• [JOB]: Copy the listing from its start through the line containing "Target: red building", replacing "innermost" with "most central" and leaving everything else unchanged. Omit the pictures.
— begin DATASET ROWS —
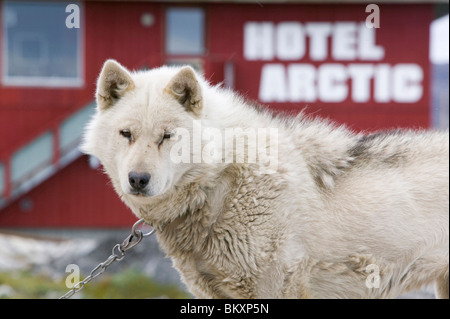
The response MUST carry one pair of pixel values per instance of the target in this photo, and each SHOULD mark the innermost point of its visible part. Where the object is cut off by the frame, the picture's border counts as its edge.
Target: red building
(364, 66)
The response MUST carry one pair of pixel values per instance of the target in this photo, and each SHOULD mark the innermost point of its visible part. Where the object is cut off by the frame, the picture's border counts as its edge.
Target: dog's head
(135, 127)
— end DATASET ROWS —
• [TASK OUTPUT]:
The response MUST carry one pair of pixel values per instance of the target in this photo, and each SHOULD mark the most central point of its visible part. Where the object is cut off by the frame, the picture's border counts as its edge.
Target: red building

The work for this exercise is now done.